* [Task prompt]: Produce an exact copy of the lines from the line containing "In this exercise you will tag the black trousers" through the last line of the entries below, and only those lines.

Named-object pointing records:

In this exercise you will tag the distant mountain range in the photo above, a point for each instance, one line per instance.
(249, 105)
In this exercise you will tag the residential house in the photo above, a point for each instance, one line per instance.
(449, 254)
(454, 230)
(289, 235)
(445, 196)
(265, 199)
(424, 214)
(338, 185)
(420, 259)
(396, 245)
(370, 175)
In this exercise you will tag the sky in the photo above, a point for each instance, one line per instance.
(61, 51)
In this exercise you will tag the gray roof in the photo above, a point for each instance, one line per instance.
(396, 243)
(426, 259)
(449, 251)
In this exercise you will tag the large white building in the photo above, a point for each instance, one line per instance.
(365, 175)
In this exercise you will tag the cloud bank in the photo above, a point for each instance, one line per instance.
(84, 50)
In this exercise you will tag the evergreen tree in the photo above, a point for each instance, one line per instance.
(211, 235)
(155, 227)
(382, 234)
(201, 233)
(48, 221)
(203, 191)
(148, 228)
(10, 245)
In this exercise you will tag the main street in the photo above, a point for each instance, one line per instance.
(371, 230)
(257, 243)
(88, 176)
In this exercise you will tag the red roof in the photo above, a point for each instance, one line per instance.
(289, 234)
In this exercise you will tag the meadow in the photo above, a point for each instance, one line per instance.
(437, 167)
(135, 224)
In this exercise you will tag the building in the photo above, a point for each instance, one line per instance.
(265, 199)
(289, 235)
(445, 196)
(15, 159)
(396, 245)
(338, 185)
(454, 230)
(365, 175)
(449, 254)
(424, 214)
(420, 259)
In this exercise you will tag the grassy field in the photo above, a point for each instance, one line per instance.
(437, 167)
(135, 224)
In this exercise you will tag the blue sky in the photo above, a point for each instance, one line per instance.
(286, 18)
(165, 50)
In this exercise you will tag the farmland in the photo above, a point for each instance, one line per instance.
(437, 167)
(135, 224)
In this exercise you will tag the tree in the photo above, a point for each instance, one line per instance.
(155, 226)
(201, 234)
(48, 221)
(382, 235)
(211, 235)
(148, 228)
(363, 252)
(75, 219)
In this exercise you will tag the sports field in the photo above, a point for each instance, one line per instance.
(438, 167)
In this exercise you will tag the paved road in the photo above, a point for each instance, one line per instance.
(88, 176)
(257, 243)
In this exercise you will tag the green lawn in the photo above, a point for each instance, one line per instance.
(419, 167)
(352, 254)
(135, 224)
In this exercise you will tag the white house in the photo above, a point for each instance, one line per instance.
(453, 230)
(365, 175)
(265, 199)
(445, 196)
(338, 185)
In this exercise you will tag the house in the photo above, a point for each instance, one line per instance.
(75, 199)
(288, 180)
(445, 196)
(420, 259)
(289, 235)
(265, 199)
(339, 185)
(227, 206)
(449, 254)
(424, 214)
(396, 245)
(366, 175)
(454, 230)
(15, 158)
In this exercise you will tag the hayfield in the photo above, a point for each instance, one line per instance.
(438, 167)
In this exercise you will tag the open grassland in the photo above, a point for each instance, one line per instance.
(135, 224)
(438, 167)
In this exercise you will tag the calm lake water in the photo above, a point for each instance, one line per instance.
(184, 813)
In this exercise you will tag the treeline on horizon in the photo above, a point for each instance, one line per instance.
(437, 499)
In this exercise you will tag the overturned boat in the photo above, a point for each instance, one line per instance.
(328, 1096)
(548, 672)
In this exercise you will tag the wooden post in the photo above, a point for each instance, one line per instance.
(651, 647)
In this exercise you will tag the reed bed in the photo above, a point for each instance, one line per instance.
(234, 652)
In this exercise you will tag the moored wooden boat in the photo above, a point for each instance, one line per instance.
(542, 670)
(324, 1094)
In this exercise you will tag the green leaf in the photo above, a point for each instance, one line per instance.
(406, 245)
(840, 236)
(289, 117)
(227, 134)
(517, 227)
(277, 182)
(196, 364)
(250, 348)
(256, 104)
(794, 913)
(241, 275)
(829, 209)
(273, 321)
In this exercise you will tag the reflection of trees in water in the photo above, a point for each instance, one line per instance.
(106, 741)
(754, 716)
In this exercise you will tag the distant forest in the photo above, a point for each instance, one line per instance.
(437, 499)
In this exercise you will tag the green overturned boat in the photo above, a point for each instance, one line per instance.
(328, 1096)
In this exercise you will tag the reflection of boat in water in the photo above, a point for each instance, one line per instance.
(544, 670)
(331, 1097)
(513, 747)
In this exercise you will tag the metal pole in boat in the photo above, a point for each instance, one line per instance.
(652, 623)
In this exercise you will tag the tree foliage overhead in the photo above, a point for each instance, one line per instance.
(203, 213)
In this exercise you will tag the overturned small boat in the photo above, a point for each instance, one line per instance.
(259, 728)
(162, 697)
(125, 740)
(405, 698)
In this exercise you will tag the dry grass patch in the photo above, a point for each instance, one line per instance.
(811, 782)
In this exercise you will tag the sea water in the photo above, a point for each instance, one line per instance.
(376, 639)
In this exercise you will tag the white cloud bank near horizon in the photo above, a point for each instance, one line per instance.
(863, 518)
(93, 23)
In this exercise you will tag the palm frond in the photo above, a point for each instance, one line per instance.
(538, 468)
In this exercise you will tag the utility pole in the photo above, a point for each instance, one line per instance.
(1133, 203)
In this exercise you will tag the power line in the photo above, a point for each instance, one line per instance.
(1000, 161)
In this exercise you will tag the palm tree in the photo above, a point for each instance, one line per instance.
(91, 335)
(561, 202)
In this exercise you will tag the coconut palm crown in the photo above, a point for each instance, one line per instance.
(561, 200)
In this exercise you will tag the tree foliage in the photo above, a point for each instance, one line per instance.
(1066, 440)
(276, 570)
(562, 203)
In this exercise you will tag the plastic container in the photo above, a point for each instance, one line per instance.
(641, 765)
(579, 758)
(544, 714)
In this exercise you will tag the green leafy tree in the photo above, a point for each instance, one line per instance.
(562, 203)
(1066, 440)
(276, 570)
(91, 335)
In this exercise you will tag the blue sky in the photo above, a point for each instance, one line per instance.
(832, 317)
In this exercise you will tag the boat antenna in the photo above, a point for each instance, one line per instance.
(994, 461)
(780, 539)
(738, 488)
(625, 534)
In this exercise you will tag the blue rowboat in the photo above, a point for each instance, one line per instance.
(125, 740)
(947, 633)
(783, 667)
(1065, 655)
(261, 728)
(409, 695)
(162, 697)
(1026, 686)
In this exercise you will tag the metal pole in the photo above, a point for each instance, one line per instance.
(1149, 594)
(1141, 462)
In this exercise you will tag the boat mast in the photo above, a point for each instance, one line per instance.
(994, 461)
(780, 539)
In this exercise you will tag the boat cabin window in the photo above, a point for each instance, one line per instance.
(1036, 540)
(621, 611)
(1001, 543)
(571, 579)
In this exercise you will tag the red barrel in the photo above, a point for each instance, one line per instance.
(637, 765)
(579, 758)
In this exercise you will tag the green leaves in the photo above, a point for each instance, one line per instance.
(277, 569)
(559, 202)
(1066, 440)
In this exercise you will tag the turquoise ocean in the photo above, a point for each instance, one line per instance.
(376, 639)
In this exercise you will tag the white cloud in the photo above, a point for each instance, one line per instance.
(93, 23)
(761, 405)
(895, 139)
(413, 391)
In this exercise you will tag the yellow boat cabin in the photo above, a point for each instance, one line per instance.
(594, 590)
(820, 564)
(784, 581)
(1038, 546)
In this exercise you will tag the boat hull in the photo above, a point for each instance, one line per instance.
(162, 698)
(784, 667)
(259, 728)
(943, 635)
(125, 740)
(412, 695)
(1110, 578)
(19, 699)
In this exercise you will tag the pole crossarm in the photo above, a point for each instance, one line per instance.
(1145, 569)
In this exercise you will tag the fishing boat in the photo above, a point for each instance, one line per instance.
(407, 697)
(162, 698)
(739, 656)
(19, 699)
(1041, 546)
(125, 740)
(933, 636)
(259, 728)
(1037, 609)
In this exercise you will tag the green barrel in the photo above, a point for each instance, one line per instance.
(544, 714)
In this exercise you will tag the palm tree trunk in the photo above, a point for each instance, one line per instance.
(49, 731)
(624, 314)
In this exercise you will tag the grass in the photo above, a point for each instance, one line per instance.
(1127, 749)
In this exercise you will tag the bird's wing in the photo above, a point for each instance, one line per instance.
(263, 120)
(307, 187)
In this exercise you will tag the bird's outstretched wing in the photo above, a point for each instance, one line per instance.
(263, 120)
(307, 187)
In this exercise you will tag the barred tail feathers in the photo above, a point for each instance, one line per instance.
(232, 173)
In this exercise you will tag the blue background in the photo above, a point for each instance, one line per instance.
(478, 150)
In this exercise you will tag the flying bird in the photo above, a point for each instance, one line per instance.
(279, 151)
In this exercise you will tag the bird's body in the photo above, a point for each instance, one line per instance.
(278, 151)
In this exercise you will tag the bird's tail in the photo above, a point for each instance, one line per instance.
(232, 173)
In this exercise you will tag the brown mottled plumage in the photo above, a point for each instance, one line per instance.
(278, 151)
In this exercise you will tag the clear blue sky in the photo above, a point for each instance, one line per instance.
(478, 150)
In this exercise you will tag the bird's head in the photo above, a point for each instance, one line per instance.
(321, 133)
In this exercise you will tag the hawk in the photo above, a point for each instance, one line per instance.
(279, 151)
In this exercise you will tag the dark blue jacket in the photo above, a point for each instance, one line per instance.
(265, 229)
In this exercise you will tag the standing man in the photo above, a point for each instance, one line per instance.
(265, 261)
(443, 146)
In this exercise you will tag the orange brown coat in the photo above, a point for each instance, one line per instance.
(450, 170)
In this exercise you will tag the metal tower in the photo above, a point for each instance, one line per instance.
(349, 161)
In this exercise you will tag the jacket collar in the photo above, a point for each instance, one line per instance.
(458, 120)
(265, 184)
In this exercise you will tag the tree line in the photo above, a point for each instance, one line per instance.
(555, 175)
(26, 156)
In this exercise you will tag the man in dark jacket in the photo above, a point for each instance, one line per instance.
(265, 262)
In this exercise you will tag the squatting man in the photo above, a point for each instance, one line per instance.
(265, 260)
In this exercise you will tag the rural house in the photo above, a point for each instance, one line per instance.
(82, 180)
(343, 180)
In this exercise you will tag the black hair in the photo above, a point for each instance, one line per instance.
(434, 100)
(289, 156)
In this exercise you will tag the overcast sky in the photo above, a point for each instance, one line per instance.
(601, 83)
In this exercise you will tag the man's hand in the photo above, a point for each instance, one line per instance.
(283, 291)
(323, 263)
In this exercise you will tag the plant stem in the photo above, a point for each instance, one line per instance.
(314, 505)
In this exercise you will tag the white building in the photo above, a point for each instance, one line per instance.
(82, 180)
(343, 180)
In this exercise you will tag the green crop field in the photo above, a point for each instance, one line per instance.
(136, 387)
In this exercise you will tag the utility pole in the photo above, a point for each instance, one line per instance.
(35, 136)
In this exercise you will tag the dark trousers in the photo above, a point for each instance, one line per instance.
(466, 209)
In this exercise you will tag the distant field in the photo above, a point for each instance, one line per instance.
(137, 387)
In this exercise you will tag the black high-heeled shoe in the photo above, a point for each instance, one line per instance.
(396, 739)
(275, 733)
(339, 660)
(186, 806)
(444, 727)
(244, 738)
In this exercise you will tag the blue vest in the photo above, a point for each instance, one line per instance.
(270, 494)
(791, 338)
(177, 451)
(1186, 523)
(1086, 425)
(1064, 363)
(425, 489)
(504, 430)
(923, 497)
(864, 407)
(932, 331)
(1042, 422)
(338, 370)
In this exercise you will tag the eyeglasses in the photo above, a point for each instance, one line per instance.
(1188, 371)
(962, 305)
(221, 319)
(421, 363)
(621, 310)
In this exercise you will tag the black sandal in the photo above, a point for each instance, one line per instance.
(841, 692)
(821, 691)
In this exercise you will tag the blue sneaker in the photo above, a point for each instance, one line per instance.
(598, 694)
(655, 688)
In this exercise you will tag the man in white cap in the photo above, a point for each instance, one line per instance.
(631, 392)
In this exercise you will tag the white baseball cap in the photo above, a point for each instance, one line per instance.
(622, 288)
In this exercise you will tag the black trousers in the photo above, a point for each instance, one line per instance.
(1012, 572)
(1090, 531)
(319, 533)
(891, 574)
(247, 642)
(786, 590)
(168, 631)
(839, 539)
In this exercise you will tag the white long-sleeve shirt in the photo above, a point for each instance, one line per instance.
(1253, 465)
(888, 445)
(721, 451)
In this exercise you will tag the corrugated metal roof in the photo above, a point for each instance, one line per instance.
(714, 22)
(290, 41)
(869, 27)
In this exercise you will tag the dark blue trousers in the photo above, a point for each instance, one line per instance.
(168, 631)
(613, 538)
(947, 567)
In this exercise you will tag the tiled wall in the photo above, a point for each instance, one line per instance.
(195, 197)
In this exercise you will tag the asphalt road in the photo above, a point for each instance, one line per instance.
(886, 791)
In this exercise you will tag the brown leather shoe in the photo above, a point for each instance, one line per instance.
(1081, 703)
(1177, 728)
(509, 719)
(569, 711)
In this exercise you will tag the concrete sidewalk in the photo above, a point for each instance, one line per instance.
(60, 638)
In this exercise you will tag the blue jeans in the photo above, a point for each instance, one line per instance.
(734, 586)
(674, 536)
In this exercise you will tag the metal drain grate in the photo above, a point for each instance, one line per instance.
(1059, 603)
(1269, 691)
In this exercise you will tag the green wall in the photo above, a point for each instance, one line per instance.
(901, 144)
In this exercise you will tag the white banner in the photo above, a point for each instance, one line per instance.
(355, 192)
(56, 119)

* [Correct output]:
In this exercise you will tag the black trousers in the photo above, a point for each instance, one line per instance.
(1012, 572)
(1090, 531)
(319, 533)
(891, 574)
(247, 642)
(786, 590)
(168, 631)
(839, 539)
In this exercise you will tag the white long-sleeve shirt in the photo above, a point for each instance, one line per instance.
(1253, 465)
(888, 445)
(721, 451)
In this exercise you will tag the corrugated metal roof in the photo above, a point for each instance, one line per instance.
(714, 22)
(290, 41)
(869, 27)
In this exercise you will tag the dark blue trousers in the photo above, a point for each instance, one line per instance.
(168, 631)
(613, 538)
(947, 567)
In this exercise you will tag the tiled wall in the photo above, a point for each instance, one line per instance.
(195, 197)
In this exercise you will tag the asphalt road in the photo above, a point for each instance, one line per instance.
(886, 791)
In this exercise you will tag the brown leather shoe in the photo above, a point for each instance, one line per instance.
(1081, 703)
(1177, 728)
(509, 719)
(569, 711)
In this exercise you will tag the concrete sidewalk in the photo above, a point for each instance, one line per instance.
(60, 638)
In this exercise you will tag the blue jeans in the photo above, a point for each instance, one line per instance.
(734, 586)
(674, 536)
In this exercise you will tag the metal drain grate in the photo above, a point for each instance, one line per instance.
(1059, 603)
(1269, 691)
In this exercise you will tag the green wall in the photo above, a point for each instance, one line per instance.
(901, 144)
In this exercise you will tag the white banner in the photo above, a point for each instance, one line per instance.
(355, 192)
(56, 119)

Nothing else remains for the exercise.